Given instruction | Reproduce every line from the one containing "For the pointing benchmark, tag every instance of the purple" through the end of the records, requests included, and raise each coordinate in the answers by 14; leave the requests unchanged.
* * * *
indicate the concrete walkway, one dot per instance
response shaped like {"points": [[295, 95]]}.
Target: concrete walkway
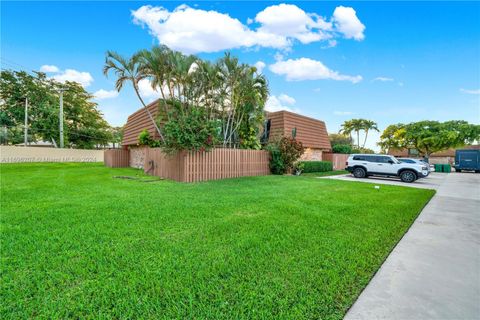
{"points": [[434, 271]]}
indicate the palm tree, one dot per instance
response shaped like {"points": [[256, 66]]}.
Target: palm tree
{"points": [[367, 126], [127, 70], [347, 128]]}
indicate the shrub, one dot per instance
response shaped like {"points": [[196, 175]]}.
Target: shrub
{"points": [[317, 166], [284, 153], [144, 139], [342, 148]]}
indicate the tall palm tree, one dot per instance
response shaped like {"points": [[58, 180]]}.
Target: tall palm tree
{"points": [[368, 125], [127, 70]]}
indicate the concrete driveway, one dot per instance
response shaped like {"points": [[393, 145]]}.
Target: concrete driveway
{"points": [[434, 271], [433, 181]]}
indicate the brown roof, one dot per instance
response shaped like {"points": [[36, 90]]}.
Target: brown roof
{"points": [[139, 121], [311, 132]]}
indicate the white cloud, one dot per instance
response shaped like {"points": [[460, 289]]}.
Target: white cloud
{"points": [[342, 113], [192, 30], [308, 69], [290, 21], [383, 79], [346, 22], [105, 94], [274, 103], [49, 68], [260, 65], [84, 78], [470, 91], [286, 99]]}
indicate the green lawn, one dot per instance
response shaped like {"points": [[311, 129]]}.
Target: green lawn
{"points": [[78, 243]]}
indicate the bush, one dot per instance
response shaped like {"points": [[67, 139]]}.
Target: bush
{"points": [[317, 166], [284, 153], [144, 139], [342, 148]]}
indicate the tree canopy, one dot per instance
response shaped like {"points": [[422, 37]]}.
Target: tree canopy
{"points": [[84, 126], [429, 136], [357, 125]]}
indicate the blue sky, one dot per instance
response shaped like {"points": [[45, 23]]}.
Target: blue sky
{"points": [[388, 62]]}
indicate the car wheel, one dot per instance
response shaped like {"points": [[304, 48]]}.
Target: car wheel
{"points": [[359, 173], [408, 176]]}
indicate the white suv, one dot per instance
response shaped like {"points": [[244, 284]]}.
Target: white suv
{"points": [[364, 165]]}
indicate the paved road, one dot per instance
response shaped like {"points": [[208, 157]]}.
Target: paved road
{"points": [[434, 271]]}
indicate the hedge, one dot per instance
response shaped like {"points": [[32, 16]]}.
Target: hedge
{"points": [[317, 166]]}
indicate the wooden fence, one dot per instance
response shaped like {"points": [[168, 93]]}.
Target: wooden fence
{"points": [[338, 159], [203, 166], [116, 158]]}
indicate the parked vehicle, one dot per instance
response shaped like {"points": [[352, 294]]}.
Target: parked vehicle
{"points": [[418, 161], [365, 165], [468, 160]]}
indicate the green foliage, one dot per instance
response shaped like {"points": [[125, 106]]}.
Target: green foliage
{"points": [[144, 139], [429, 136], [93, 246], [357, 125], [317, 166], [231, 94], [342, 148], [84, 126], [277, 165], [192, 131], [336, 139], [284, 153], [362, 150]]}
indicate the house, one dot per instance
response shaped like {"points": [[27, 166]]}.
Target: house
{"points": [[441, 157], [311, 132]]}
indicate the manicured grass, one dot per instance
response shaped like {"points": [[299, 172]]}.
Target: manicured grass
{"points": [[324, 174], [78, 243]]}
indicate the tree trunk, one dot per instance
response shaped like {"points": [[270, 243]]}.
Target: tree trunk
{"points": [[365, 141]]}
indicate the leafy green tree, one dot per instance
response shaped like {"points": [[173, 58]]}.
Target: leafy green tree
{"points": [[128, 70], [342, 139], [430, 136], [84, 126], [368, 125], [232, 95], [357, 125]]}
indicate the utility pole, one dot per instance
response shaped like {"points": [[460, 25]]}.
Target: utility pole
{"points": [[25, 130], [61, 116]]}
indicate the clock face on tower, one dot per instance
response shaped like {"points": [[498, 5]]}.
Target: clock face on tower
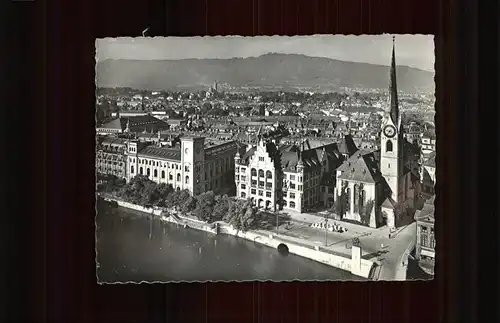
{"points": [[389, 131]]}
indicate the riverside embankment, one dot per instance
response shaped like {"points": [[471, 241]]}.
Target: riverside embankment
{"points": [[293, 245]]}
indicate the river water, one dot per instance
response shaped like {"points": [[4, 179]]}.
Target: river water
{"points": [[126, 253]]}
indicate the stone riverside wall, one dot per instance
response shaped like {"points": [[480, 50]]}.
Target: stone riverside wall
{"points": [[269, 239]]}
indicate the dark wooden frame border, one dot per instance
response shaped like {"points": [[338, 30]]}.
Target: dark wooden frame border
{"points": [[60, 272]]}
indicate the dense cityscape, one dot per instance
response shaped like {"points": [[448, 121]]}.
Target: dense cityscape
{"points": [[355, 165]]}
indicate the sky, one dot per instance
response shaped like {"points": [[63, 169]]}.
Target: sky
{"points": [[411, 50]]}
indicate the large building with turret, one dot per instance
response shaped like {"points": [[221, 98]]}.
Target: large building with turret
{"points": [[295, 177]]}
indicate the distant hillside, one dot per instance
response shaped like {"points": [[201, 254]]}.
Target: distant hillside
{"points": [[278, 71]]}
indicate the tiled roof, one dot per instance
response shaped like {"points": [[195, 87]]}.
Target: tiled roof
{"points": [[427, 212], [245, 159], [112, 141], [361, 167], [162, 153], [114, 124]]}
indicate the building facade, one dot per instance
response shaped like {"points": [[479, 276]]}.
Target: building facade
{"points": [[383, 177], [287, 177], [428, 143], [196, 165], [426, 240], [132, 124], [111, 157]]}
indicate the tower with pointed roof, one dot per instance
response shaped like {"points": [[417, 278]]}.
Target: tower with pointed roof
{"points": [[391, 139]]}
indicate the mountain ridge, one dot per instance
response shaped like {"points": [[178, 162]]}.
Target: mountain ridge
{"points": [[274, 70]]}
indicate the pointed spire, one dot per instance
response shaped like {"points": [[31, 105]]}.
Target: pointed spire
{"points": [[393, 89]]}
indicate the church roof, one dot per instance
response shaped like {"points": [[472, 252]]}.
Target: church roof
{"points": [[431, 161], [393, 89], [161, 153], [360, 167]]}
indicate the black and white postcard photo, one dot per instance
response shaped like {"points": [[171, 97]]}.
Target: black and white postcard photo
{"points": [[228, 158]]}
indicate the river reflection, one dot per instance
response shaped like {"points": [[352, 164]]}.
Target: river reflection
{"points": [[126, 253]]}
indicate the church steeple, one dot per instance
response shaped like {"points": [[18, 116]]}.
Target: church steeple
{"points": [[393, 88]]}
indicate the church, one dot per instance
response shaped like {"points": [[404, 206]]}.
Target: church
{"points": [[379, 188]]}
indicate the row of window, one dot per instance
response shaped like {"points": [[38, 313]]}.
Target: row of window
{"points": [[268, 185], [155, 174], [268, 174], [109, 163]]}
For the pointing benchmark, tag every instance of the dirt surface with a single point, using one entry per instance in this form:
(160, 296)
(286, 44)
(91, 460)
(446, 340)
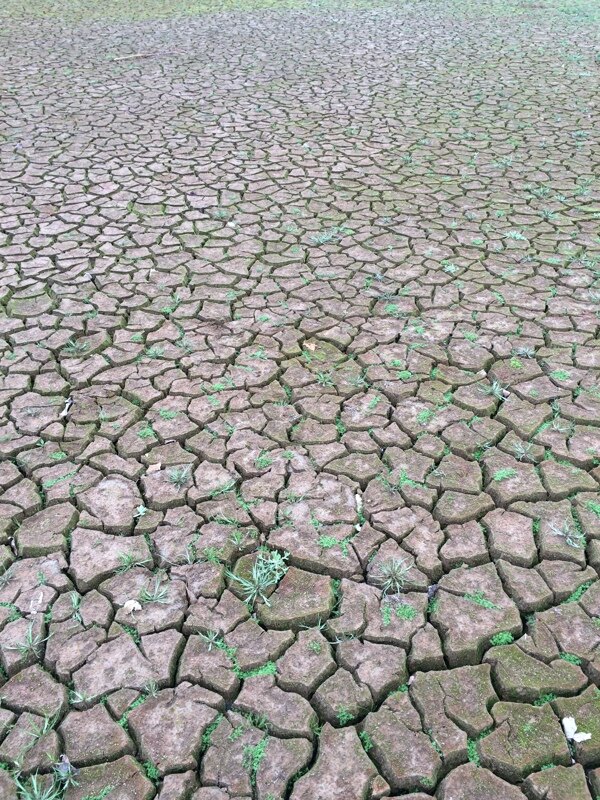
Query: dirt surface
(300, 441)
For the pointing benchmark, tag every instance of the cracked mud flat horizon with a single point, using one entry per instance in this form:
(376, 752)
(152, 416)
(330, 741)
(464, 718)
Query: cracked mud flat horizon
(300, 447)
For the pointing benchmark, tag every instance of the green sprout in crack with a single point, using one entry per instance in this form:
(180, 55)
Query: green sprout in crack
(344, 716)
(212, 639)
(481, 600)
(495, 389)
(154, 592)
(572, 536)
(524, 352)
(504, 474)
(501, 638)
(146, 431)
(179, 476)
(74, 349)
(167, 414)
(522, 451)
(392, 575)
(129, 561)
(263, 460)
(267, 570)
(252, 758)
(31, 644)
(325, 379)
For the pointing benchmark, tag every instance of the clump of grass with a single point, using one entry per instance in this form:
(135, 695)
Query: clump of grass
(179, 476)
(154, 592)
(267, 570)
(263, 460)
(392, 575)
(495, 389)
(30, 644)
(481, 600)
(344, 716)
(522, 451)
(504, 474)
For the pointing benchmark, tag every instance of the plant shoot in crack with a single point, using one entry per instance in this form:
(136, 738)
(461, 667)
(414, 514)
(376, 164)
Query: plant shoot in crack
(267, 570)
(391, 576)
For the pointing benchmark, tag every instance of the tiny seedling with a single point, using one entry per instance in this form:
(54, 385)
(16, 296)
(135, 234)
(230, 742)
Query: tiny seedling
(129, 561)
(392, 575)
(522, 451)
(31, 643)
(495, 389)
(267, 570)
(179, 476)
(154, 592)
(504, 474)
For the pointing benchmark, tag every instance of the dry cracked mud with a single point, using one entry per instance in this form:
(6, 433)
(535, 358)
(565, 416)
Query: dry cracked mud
(300, 437)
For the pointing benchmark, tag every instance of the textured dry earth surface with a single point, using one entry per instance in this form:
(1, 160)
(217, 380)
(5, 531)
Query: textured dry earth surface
(300, 443)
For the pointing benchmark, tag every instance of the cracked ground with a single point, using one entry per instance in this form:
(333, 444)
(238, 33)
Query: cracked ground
(300, 441)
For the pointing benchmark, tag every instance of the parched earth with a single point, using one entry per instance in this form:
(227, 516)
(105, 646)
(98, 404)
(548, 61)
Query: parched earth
(300, 442)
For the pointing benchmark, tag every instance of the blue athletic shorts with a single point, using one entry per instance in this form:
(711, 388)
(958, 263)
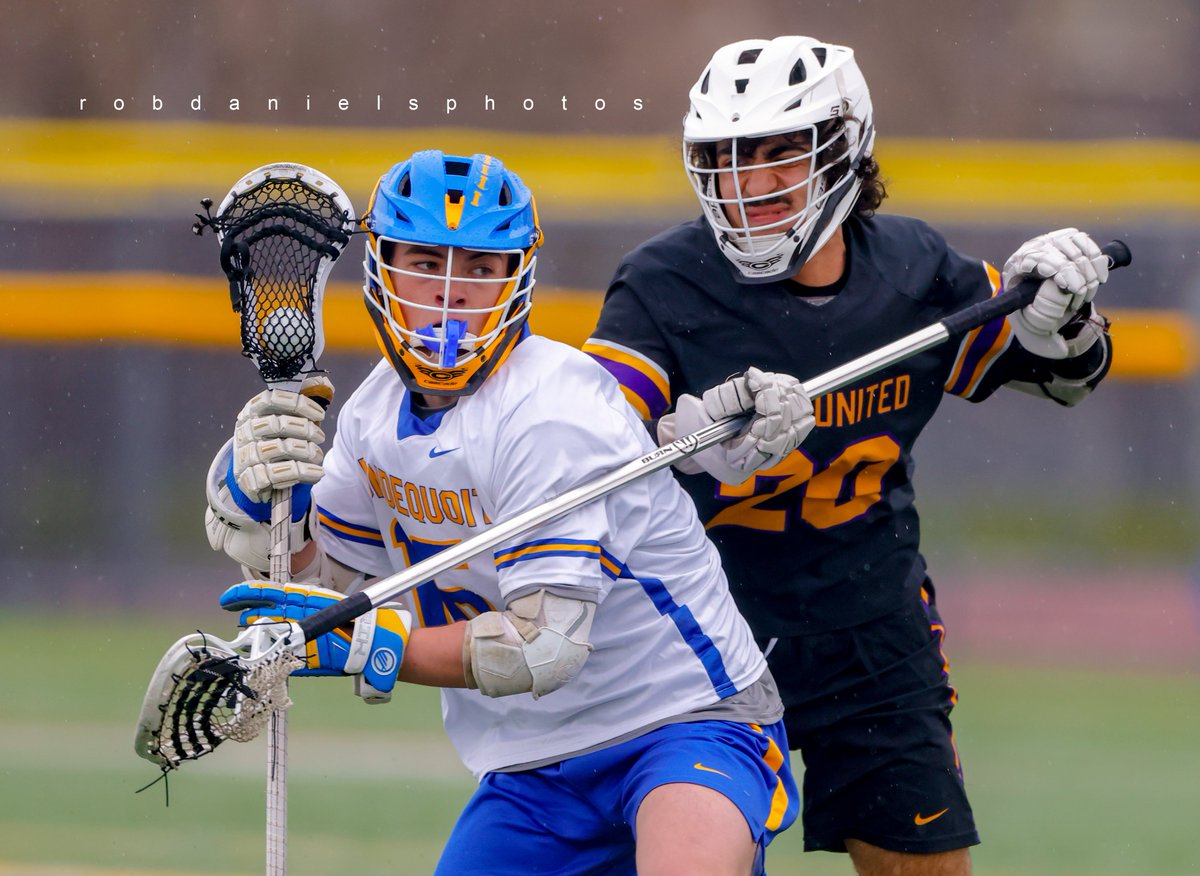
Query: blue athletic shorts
(577, 816)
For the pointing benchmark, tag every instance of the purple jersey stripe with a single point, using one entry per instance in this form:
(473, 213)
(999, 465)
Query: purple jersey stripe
(636, 383)
(982, 346)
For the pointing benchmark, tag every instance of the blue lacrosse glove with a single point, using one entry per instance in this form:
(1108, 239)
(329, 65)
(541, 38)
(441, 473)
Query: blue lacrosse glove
(371, 648)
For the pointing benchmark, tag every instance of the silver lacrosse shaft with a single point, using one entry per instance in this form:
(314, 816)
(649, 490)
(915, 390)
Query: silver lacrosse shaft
(277, 727)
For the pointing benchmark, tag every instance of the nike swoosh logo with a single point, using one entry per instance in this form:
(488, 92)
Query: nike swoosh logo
(918, 820)
(697, 765)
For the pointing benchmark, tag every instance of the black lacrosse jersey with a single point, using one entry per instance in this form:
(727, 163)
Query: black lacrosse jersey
(828, 538)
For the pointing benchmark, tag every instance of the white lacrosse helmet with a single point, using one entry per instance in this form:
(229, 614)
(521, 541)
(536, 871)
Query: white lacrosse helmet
(759, 88)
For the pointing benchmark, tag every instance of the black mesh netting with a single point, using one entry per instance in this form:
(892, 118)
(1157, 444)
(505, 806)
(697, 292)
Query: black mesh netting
(276, 241)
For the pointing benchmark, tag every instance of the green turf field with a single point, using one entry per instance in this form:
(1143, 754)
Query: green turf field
(1069, 772)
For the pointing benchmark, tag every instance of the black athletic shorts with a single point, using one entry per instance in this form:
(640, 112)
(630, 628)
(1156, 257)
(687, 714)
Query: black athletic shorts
(869, 708)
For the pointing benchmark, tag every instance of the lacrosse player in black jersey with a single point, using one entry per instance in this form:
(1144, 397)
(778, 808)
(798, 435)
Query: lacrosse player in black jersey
* * * *
Correct answer |
For the pointing benchmark, tag every instance of the purple jersey stripe with a single point, using one entry per instance in this form:
(473, 213)
(999, 465)
Query: purple jersey stripe
(650, 397)
(996, 360)
For the pointing benchmark, tag every instance of the blue lacrosse glove with a single point, using one entry per instance in this form:
(1108, 239)
(329, 65)
(541, 38)
(441, 473)
Query: blue lacrosse glove
(385, 662)
For the pointing benchmark, tag every instance of the silver lacrosse shaft with a single point, using one entry per instance in this form:
(314, 816)
(649, 490)
(915, 390)
Query: silver lacrosse shaft
(291, 741)
For the pointing benchmark, tag every instance of the nike swoosh logo with a single point, using one entry per instance in this form:
(488, 92)
Query: nike swoosh logo
(932, 834)
(711, 779)
For the pointing benchmark, tag every instance of the black lacrosse jersey with a single point, using one entry per instance in this form:
(727, 163)
Query: black lacrosse jersey
(842, 552)
For the pointing benchmark, tag every instance of the white lacrosse helmet with a single point, using one entry per instance in this form:
(229, 614)
(521, 541)
(536, 871)
Query: white lacrosse helmet
(773, 102)
For the pointing benchmark, tag every instance of the black mesh netting with a single point, using one entry per instance in this form:
(892, 118)
(1157, 444)
(505, 806)
(697, 292)
Query: black mesh netting
(290, 255)
For the pointing benchmark, tag every instance of the green turf field with a single point, using one entry per instance in this form:
(1143, 754)
Query: green turf field
(1083, 786)
For the pointing benchmark, tag every instance of the black athletic shorts with a single point, using one entry per instance in this form:
(640, 112)
(630, 628)
(1156, 257)
(687, 714)
Query: black athletic shorts
(883, 722)
For the pointing benchmark, tag every instance of the lacrosse player in black jersey with a single point, using one entry per instance in this form:
(1144, 397)
(778, 808)
(798, 435)
Query: lacrosse player in black jersey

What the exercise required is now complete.